===== Extrait du texte
La checklist introduit plusieurs notions capitales pour la sécurité : certaines sont bien connues mais pas toujours bien appliquées. Par exemple, tous les praticiens et les experts s’accordent à dire que les problèmes d’identification des patients et de côté à opérer sont au cœur des problèmes de l’hôpital et peuvent conduire à des complications dans de nombreux domaines. Il est indispensable d’insister sur cette question afin de favoriser la prise de conscience des professionnels pour que la vérification d’identité devienne un réflexe pour tous et à tout instant. Dans la checklist, l’importance et les risques encourus par une erreur d’identité ou d’erreursont considérés comme si importants que ces vérifications sont exigées à plusieurs temps.

Sur le plan anesthésique, on ne peut que se réjouir que la version française comporte une demande de vérification du risque d’inhalation lors de la phase « avant induction. » L’enquête SFAR-INSERM a encore récemment montré qu’environ 80 décès annuels sont secondaires à une inhalation péri-anesthésique, soit environ 20 % de tous les décès imputables directement à l’anesthésie (5). Dans cette enquête, la totalité des inhalations (sauf un cas) est survenue à l’induction, d’où l’importance considérable d’une vérification avant le début de l’anesthésie. Cette vérification est d’autant plus nécessaire que dans la presque totalité des cas, les pratiques anesthésiques étaient non conformes, cad n’avaient pas suffisamment pris en compte le risque d‘inhalation ou n’avaient pas été appliquées les techniques préventives reconnues. Des efforts de formation continue sur ce thème sont encore et toujours d’actualité mais l’inclusion d’un item sur le risque d‘inhalation dans la checklist est plus que bienvenue.

D’autres contrôles correspondent à un véritable bouleversement culturel comme la « pause avant incision » (time out ou briefing en anglais) qui mérite une attention toute particulière. Cette pause a pour but de permettre aux différents membres de l’équipe d’évoquer brièvement et oralement les problèmes attendus tels qu’ils sont perçus en fonction de chaque métier. Il a ainsi été montré que l’introduction de cette pause améliore la sécurité des patients en permettant d’énoncer des problèmes parfois méconnus des autres membres de l’équipe et/ou de clarifier des problèmes connus mais imparfaitement compris.
==========
===== Contenu des données
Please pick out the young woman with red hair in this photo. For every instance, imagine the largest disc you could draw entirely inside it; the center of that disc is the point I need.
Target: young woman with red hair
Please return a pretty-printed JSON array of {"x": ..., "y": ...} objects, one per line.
==========
» **Consigne A**:
Répondez à chaque question d'après le texte sur la checklist de sécurité :
(i) Combien de décès annuels l'enquête SFAR-INSERM attribue-t-elle à une inhalation péri-anesthésique ?
(ii) Lors de quelle phase la version française demande-t-elle de vérifier le risque d'inhalation ?
(iii) Quels termes anglais désignent la « pause avant incision » ?
» **Consigne B**: Transcrivez le passage du texte sur la checklist de sécurité qui commence par « D’autres contrôles correspondent » et se termine par « mais imparfaitement compris. ».
» **Consigne C**: Rédigez la suite du texte sur la checklist de sécurité opératoire à partir de sa dernière phrase.
Les données ne jouent aucun rôle dans ce travail.

» **Réponse A**:
(i) Environ 80 décès par an.
(ii) La phase « avant induction ».
(iii) Time out ou briefing.

» **Réponse B**:
D’autres contrôles correspondent à un véritable bouleversement culturel comme la « pause avant incision » (time out ou briefing en anglais) qui mérite une attention toute particulière. Cette pause a pour but de permettre aux différents membres de l’équipe d’évoquer brièvement et oralement les problèmes attendus tels qu’ils sont perçus en fonction de chaque métier. Il a ainsi été montré que l’introduction de cette pause améliore la sécurité des patients en permettant d’énoncer des problèmes parfois méconnus des autres membres de l’équipe et/ou de clarifier des problèmes connus mais imparfaitement compris.

» **Réponse C**:
Les anesthésistes-réanimateurs ne sauraient donc dire qu’il s’agit d’une obligation règlementaire supplémentaire. Au-delà des difficultés usuelles associées à l’introduction d’une nouvelle pratique, il y a fort à parier que les praticiens vont en comprendre l’utilité et se comporteront de façon positive. Si les équipes chirurgicales font de même, un gain sécuritaire important peut être obtenu et la sécurité deviendra l’affaire de tous, au bénéfice de nos patients.

Bibliographie

1. Haynes AB, Weiser TG, Berry WR, Lipsitz SR, Breizat AH, Dellinger EP, Herbosa T, Joseph S, Kibatala PL, Lapitan MC, Merry AF, Moorthy K, Reznick RK, Taylor B, Gawande AA ; Safe Surgery Saves Lives Study Group. A surgical safety checklist to reduce morbidity and mortality in a global population. N Engl J Med 2009 ;360(5):491-9.
2. Clergue F. Standardisation – communication : deux cibles pour la sécurité des soins. Ann Fr Anesth Réanim 2009 ;28 (5) : 423-5.
3. Marty J. Qualité et sécurité des soins : une évolution ou une révolution culturelle. Ann Fr Anesth Réanim 2009 ;28 (5) : 429-30.
4. Benhamou D. La checklist opératoire est-elle un progrès significatif ? Ann Fr Anesth Reanim 2009 ;28(5):426-8.
5. Auroy Y, Benhamou D. Enquête mortalité Sfar–Inserm : analyse secondaire des décès par inhalation de liquide gastrique. Ann Fr Anesth Réanim 2009 ;28(3) : 200-5.

Ces documents ont été élaborés sous l’égide de la HAS par les professionnels représentant les structures fédératives des spécialités concernées dont l’anesthésie réanimation. Des représentants du CFAR, de la SFAR et des CLCC ont participé à sa rédaction. La mise en place de cette « barrière de sécurité » devient obligatoire à partir de janvier 2010 dans le cadre de la certification des établissements de santé. Nous vous invitons dès lors à la tester et à l’adapter à votre structure pour la rendre opérationnelle.